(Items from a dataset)
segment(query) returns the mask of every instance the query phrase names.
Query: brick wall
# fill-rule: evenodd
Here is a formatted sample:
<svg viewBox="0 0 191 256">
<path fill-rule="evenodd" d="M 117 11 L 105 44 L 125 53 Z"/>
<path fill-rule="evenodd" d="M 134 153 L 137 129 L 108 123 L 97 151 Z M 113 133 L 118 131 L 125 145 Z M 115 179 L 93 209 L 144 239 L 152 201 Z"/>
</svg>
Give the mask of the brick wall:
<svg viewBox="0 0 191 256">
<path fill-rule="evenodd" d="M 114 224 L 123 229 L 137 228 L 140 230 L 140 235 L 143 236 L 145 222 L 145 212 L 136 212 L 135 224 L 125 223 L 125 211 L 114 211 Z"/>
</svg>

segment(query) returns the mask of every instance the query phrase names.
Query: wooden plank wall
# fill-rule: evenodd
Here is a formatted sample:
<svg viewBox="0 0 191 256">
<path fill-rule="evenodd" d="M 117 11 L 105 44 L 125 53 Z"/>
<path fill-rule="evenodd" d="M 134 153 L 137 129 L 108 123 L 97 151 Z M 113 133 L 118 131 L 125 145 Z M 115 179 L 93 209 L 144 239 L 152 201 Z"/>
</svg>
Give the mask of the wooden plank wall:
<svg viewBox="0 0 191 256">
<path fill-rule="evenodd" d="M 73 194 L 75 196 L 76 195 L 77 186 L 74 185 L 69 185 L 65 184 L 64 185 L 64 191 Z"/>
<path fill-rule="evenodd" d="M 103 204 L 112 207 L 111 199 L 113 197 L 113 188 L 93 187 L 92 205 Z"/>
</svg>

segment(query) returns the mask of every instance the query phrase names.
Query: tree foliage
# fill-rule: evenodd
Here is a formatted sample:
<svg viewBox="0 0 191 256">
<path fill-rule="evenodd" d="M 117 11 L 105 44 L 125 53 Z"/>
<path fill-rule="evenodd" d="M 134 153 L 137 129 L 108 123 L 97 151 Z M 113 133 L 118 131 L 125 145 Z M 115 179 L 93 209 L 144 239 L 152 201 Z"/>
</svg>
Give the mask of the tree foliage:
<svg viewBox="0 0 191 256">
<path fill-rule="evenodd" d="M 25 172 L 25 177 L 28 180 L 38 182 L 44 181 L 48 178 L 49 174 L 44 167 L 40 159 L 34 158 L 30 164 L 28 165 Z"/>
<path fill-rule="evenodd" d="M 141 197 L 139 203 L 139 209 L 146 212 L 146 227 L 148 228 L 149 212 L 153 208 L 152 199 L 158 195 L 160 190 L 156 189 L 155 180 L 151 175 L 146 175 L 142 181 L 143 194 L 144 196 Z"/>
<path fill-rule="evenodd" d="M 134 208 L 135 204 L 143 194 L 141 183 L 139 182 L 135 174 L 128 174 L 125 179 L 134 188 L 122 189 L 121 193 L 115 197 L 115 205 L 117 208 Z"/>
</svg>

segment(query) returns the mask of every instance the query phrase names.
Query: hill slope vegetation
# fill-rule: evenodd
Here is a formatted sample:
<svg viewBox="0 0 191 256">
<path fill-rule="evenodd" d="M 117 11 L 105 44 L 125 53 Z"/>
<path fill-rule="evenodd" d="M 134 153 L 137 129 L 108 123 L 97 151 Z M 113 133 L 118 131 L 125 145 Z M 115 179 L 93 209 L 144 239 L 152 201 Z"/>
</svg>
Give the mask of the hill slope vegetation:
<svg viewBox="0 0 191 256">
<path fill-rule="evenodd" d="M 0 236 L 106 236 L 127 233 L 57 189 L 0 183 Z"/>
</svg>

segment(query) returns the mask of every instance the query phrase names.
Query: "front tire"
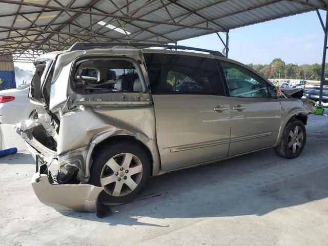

▸ **WHAT THE TASK REQUIRES**
Select every line in the records above that contains the word "brick" and copy each one.

▸ **SOLUTION FOR THIS TASK**
Query: brick wall
Give the mask of the brick wall:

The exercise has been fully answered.